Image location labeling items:
--- Start ---
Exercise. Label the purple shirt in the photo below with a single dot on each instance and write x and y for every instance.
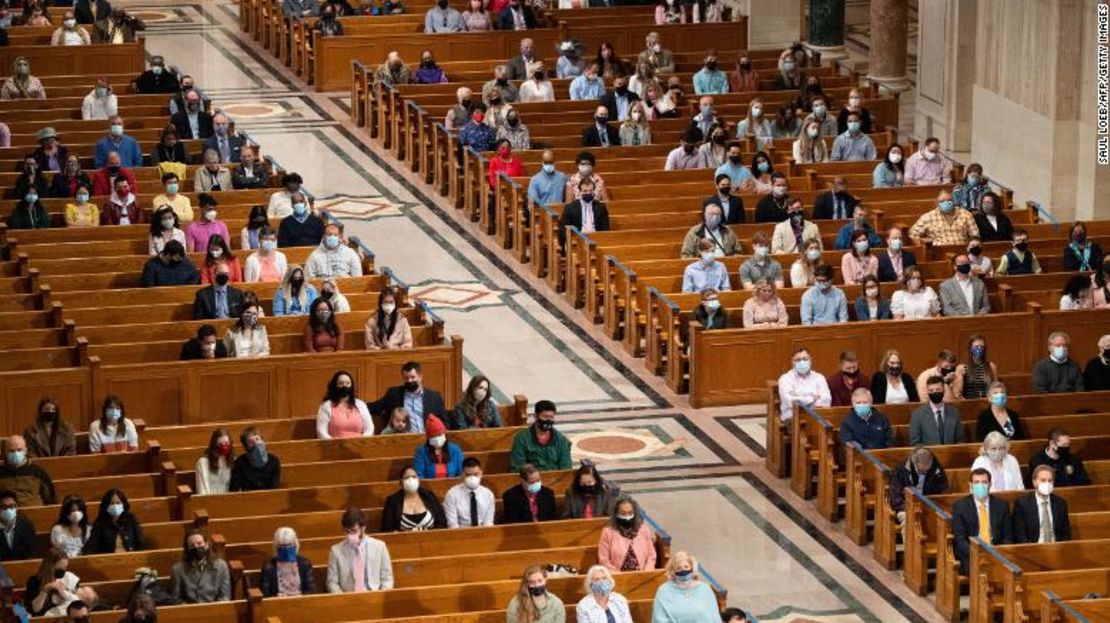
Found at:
(199, 232)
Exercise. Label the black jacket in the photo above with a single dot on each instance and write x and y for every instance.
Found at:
(966, 525)
(515, 505)
(823, 206)
(180, 121)
(204, 302)
(887, 270)
(395, 397)
(572, 215)
(735, 212)
(269, 579)
(394, 504)
(592, 138)
(245, 476)
(22, 541)
(936, 481)
(609, 101)
(104, 532)
(1027, 519)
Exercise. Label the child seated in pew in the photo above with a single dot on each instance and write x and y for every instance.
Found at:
(113, 431)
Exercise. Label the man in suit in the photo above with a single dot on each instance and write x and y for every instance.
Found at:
(518, 66)
(516, 17)
(413, 397)
(601, 133)
(732, 207)
(619, 100)
(192, 122)
(967, 515)
(218, 300)
(935, 422)
(892, 260)
(530, 501)
(17, 532)
(964, 293)
(585, 213)
(1041, 516)
(836, 203)
(224, 143)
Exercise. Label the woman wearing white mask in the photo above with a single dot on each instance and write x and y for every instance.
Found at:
(413, 508)
(891, 171)
(476, 408)
(113, 431)
(387, 329)
(437, 458)
(343, 414)
(995, 456)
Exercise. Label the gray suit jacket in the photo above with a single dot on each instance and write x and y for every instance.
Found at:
(922, 426)
(952, 301)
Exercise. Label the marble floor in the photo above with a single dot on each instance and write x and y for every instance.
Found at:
(697, 472)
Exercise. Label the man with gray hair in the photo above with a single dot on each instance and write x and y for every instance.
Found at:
(866, 425)
(1058, 372)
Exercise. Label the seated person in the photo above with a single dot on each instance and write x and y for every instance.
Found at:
(530, 501)
(359, 549)
(255, 469)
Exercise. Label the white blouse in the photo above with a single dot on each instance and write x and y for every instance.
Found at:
(1005, 478)
(919, 304)
(209, 483)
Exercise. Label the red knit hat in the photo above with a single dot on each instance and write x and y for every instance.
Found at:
(433, 426)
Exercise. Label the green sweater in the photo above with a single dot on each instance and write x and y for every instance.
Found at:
(526, 449)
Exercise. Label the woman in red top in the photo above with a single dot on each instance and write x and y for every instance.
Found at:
(322, 334)
(503, 161)
(342, 414)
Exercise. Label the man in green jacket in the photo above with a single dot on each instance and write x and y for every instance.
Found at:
(541, 444)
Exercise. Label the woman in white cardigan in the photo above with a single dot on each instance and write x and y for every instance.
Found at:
(601, 599)
(995, 456)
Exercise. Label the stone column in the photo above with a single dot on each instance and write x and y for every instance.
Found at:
(826, 29)
(889, 31)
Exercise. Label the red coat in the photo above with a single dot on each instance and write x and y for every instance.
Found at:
(102, 183)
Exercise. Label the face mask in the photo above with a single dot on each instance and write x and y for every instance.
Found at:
(286, 553)
(601, 588)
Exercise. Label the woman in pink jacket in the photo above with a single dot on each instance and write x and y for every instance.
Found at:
(627, 543)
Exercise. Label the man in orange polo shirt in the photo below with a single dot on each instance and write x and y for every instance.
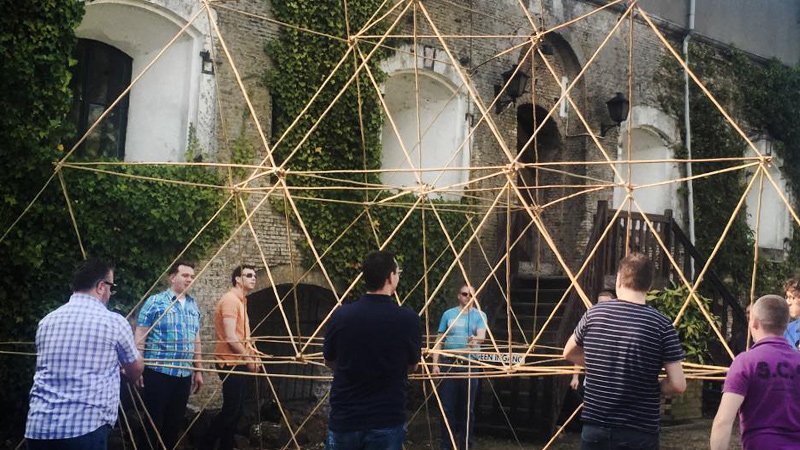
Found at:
(237, 353)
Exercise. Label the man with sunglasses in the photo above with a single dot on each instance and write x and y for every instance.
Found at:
(80, 348)
(371, 344)
(237, 354)
(462, 330)
(168, 333)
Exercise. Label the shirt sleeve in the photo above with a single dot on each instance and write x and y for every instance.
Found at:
(329, 344)
(671, 345)
(443, 322)
(415, 338)
(580, 329)
(737, 380)
(482, 322)
(125, 347)
(148, 314)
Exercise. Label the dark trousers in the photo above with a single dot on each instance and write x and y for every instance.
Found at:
(595, 437)
(377, 439)
(223, 426)
(96, 440)
(165, 398)
(458, 397)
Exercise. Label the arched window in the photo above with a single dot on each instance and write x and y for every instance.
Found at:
(775, 226)
(431, 127)
(647, 145)
(100, 76)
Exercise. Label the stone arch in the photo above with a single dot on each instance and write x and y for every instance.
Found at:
(653, 136)
(440, 109)
(174, 93)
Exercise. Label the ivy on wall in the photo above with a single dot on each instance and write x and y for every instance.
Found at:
(693, 329)
(139, 225)
(348, 138)
(763, 97)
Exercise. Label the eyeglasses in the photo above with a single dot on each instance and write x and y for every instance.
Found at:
(110, 285)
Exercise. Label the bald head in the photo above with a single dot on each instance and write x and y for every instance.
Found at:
(772, 313)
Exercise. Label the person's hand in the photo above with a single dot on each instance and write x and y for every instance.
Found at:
(574, 382)
(197, 381)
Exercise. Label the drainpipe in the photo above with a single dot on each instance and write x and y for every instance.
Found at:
(688, 128)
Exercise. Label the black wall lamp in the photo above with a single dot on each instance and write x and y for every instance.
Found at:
(515, 84)
(617, 110)
(206, 64)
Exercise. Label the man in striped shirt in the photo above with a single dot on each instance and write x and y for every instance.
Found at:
(623, 344)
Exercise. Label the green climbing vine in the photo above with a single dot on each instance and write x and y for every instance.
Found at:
(140, 225)
(347, 138)
(693, 329)
(764, 97)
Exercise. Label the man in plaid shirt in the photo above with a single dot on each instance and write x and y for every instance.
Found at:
(168, 332)
(80, 348)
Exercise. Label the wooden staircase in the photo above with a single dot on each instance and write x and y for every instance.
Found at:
(529, 407)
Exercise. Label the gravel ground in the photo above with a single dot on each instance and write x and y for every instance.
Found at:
(689, 436)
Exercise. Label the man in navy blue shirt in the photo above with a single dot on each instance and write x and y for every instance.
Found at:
(371, 345)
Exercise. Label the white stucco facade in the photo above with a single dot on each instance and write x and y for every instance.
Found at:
(653, 133)
(774, 229)
(428, 131)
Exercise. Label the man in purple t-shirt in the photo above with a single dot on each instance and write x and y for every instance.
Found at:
(761, 386)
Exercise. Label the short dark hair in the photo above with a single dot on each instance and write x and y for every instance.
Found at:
(89, 273)
(237, 272)
(173, 269)
(773, 313)
(377, 267)
(607, 293)
(636, 272)
(792, 285)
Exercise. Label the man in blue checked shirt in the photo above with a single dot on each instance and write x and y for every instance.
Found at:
(168, 332)
(80, 348)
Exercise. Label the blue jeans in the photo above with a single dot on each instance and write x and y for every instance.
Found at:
(595, 437)
(96, 440)
(458, 397)
(377, 439)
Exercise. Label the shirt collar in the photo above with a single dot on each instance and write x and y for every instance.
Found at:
(79, 297)
(773, 340)
(173, 295)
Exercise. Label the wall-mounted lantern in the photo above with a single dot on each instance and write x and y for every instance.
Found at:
(206, 63)
(516, 82)
(617, 110)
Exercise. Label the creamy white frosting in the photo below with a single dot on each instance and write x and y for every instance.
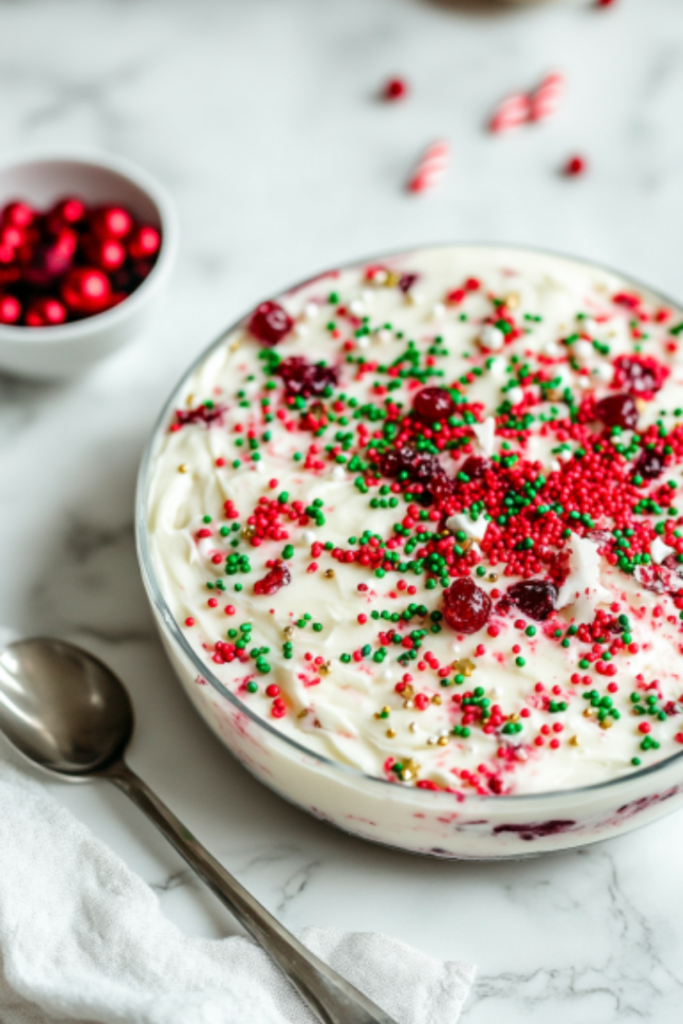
--- End ---
→ **Your task**
Rewrite all of the items above, changing every occurrence of "single dot" to "single point" and leaving everything else unchanged. Omit the pictures from your answer.

→ **Answer below**
Exercise. Label the purple shirt in the photo below with a single point on each instance and write x and y for every instance.
Found at:
(199, 232)
Exercise. Label the black jacket in the photo above with a single point on each instance and write x and y for every instance.
Found at:
(966, 525)
(515, 505)
(823, 206)
(180, 121)
(204, 302)
(887, 270)
(395, 397)
(572, 215)
(735, 212)
(269, 579)
(394, 504)
(592, 138)
(245, 476)
(22, 541)
(936, 481)
(609, 101)
(104, 532)
(1027, 519)
Exercise. Label the child seated in pew in the photo above with a single point on each instance and write x and y for every instance.
Found at:
(113, 431)
Exercise. Label the man in suit in the photo above with a single point on each instance and write x and y for every instance.
Found at:
(518, 66)
(516, 17)
(413, 397)
(601, 133)
(732, 207)
(619, 100)
(192, 122)
(967, 515)
(218, 300)
(935, 422)
(892, 260)
(530, 501)
(17, 532)
(964, 293)
(585, 213)
(1041, 516)
(836, 203)
(224, 143)
Exercise. Label the woman wearing white mask in the photo above with a single point on each instance and write x and y for every instance.
Found at:
(413, 508)
(891, 171)
(476, 408)
(113, 431)
(387, 329)
(437, 458)
(343, 414)
(995, 456)
Exercise. Label the gray suit jacket in the photo above with a single point on each instance and write x and y for every instance.
Found at:
(922, 426)
(952, 301)
Exercise. Label the marble floor in the photo above with a single point on each instance and write x and y for every instance.
Found at:
(697, 472)
Exercise. Label the man with gray hair in the photo above with a single point on each instance and write x and y for every instance.
Found at:
(866, 425)
(1058, 372)
Exercise. Label the seated person in the photo above with a single point on each instance and write x and y for every instance.
Found at:
(530, 501)
(359, 549)
(255, 469)
Exercise. Label the white blouse in the photo above with a single point on each instance and write x and y for every instance.
Found at:
(1005, 478)
(919, 304)
(209, 483)
Exercise. Label the red knit hat in the photo above with a single point on each instance and write x and y for every instance.
Found at:
(433, 426)
Exercise. Label the green sweater in the photo above with a single point on each instance and write x and y for every instance.
Found at:
(526, 449)
Exercise. Label the woman in red top in the photo above with a single point on each instance and write x and y for every instance.
Found at:
(322, 334)
(503, 161)
(342, 414)
Exercise. Label the man in green jacket in the photo above with a single point on each instance and write x and y for every instance.
Found at:
(541, 444)
Exercise. Label the woman in white cardigan in the photo above with a single point on each instance and write x and y for every instance.
Found at:
(601, 599)
(995, 456)
Exercise. Label the stone column in the photo above with a single point on each instance and write x and y for every instance.
Found at:
(826, 29)
(889, 31)
Exercise. Label the red coat in the photo above with a single point on each instance and write x and y for every instance.
Found at:
(102, 183)
Exercise. Label the face mask in the photo above with a single point on each instance and write x and y for every instance.
Found at:
(286, 553)
(601, 588)
Exercise. Label the woman in pink jacket in the photo above with a single point on each instance and write x and y for every instance.
Found at:
(627, 543)
Exercise. Label the man in orange polo shirt in the photo below with a single point on each instance and write x and y for every instance.
Found at:
(237, 353)
Exercise. Label the man with sunglasses in the photo above with a single point on each instance and write x and y for every instance.
Found at:
(80, 348)
(371, 344)
(237, 354)
(462, 330)
(168, 333)
Exercise. Label the shirt sleeve in the photo above with a single point on each instance and write x and y for every instance.
Found at:
(329, 344)
(671, 345)
(443, 322)
(415, 338)
(580, 329)
(737, 380)
(482, 322)
(125, 347)
(148, 314)
Exercise. Label the dark trousers in the photo above with a single point on each instance and write x and y for every instance.
Found at:
(595, 437)
(377, 439)
(223, 426)
(96, 440)
(165, 398)
(458, 397)
Exercise. Label the arched window in the photo above with a single point on each instance and write x and y for every instance.
Found at:
(775, 226)
(431, 127)
(647, 145)
(100, 76)
Exercise. Label the stone arch in the photo above with a single point on each instance and write x and y for every instance.
Found at:
(653, 136)
(440, 109)
(174, 93)
Exercise. Label the ivy on wall in the photo above with a single point on each instance and write x and y for every instance.
Found at:
(693, 329)
(139, 225)
(348, 138)
(763, 97)
Exercise. Label the eyeglasses in the photo above with a single point on each instance and write x and y for every instance.
Found at:
(110, 285)
Exercise. Label the bald head in the photo above with a single point on each instance and write x and y for every instance.
Found at:
(772, 313)
Exercise. Label the person's hand in the photo above with a single point on each instance and write x and y for every instance.
Found at:
(574, 382)
(197, 381)
Exercise. Label the drainpipe in the photo above with a single point on each instance and write x and y for every instance.
Found at:
(688, 128)
Exercise. Label the black wall lamp in the photo above with a single point on each instance and write x and y for every instance.
Found at:
(515, 84)
(617, 110)
(206, 64)
Exercise. Label the man in striped shirt in the photo above with a single point on each instance and write x and y for every instance.
Found at:
(623, 344)
Exercise. Label the green climbing vine in the photo above with a single point on each instance and write x and y for every instance.
Found at:
(140, 225)
(347, 138)
(693, 329)
(764, 97)
Exercise. Label the man in plaid shirt in the photo above with a single point on each instance and write x and y for every instance.
Found at:
(168, 332)
(80, 348)
Exercise. Label the wooden staircase in the photo above with a single point on each instance and write x and y for every instance.
Found at:
(529, 407)
Exercise. Label the gravel ground in the photo above with a single point on each instance and write x and y for every instance.
Found at:
(689, 436)
Exercise. Label the man in navy blue shirt in the photo above with a single point on each instance and write x and y for every instance.
Found at:
(371, 345)
Exercise. Label the white stucco facade in the photo above with a single point on each instance and write x and y for every instance.
Found at:
(653, 133)
(774, 229)
(428, 131)
Exercise. Label the man in purple t-shirt in the photo above with a single point on each instance and write x and y for every instance.
Found at:
(761, 386)
Exercise. Label the short dark hair in the photo above with a single point on each instance and write x and y for every instance.
Found at:
(89, 273)
(237, 272)
(173, 269)
(773, 313)
(377, 267)
(607, 293)
(636, 272)
(792, 285)
Exercise. Label the man in blue checked shirt in the photo above with a single point on each instance and write x and y for every instance.
Found at:
(168, 332)
(80, 348)
Exercise. Label the blue jeans in the photo above with a single point on each instance and write x and y for every instance.
Found at:
(595, 437)
(96, 440)
(458, 397)
(377, 439)
Exercise. Label the shirt collar in the photo above with a single point on each instance and write x and y for every instance.
Found at:
(79, 297)
(773, 340)
(173, 295)
Exercise. Label the wall-mounted lantern in the photo above with a single point on each instance and write x and y for every instance.
Found at:
(206, 63)
(516, 82)
(617, 110)
Exercise. Label the creamy white frosting in the photo below with a single point on each instance and write x and y for every instance.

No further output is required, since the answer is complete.